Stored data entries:
+ + +
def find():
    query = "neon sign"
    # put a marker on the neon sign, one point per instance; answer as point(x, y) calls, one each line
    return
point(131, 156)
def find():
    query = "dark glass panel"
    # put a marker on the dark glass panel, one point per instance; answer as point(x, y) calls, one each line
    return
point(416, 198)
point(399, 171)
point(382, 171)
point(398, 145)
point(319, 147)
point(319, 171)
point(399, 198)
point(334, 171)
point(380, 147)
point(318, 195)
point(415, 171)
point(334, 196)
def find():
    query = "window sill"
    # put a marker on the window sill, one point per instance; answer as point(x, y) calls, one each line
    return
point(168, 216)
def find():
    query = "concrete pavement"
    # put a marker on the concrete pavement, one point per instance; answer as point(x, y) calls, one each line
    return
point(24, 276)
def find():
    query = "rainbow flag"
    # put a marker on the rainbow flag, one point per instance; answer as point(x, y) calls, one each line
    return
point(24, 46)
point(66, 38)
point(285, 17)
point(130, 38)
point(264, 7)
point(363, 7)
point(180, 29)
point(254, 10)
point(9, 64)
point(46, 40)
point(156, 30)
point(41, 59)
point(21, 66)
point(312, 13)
+ + +
• Set exercise: Write out again the part of the lines that runs from the start through the line containing "point(131, 156)", requests included, adding -88 to every coordinate in the answers.

• Solution:
def find():
    query = "neon sign"
    # put a marker on the neon sign, one point per instance; answer as point(x, y) calls, one each line
    return
point(43, 68)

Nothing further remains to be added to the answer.